# [Task instructions]
- a) Write out the part of the Nebula Genomics passage starting at "The initial ask" and ending at "is considered high-quality.)".
- b) In the Nebula Genomics passage, what sequencing coverage do people get for answering health and lifestyle surveys and referring friends?
- c) List every company named in the Nebula Genomics passage.

# [Text passage]
════════════════

The genome-sequencing startup Nebula Genomics has signed up its first biopharma partner, the San Francisco-based company announced on Tuesday, a step toward realizing an unusual business model it calls “sponsored sequencing”: Customers can have their full genome sequenced for free if they let Nebula share their (anonymized) DNA and other data with corporate partners, with blockchain technology assuring data privacy.

The partnership with EMD Serono, the biopharmaceutical arm of the German chemicals and pharma giant Merck KGaA, is a pilot program to test Nebula’s technology and platform, said Nebula chief scientific officer Dennis Grishin. “But we hope it will help drive interest from other potential partners” that believe they can use DNA data to drive drug development, he added. If a particular DNA variant seems to be associated with, say, epilepsy, that gene or its downstream products might be a drug target.

The initial ask in the Nebula-EMD Serono agreement: people with lung cancer. Those who agree to share their DNA data with Serono can get highly accurate DNA sequencing, called 50X coverage, at no cost. (The number indicates how many times a genome is sequenced, with each pass increasing accuracy. Anything above 30 is considered high-quality.)

Answering health and lifestyle surveys and referring friends also qualifies for free sequencing (an effort by Nebula to build up its database), but at only 0.4X coverage; a number below 1 means some regions aren’t sequenced.

════════════════

# [Dataset entries]
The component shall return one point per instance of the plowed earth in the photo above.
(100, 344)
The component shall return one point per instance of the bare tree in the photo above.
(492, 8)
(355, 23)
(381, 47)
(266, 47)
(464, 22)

════════════════

# [List of answers]
- a)
The initial ask in the Nebula-EMD Serono agreement: people with lung cancer. Those who agree to share their DNA data with Serono can get highly accurate DNA sequencing, called 50X coverage, at no cost. (The number indicates how many times a genome is sequenced, with each pass increasing accuracy. Anything above 30 is considered high-quality.)

- b) 0.4X coverage

- c) Nebula Genomics, EMD Serono, Merck KGaA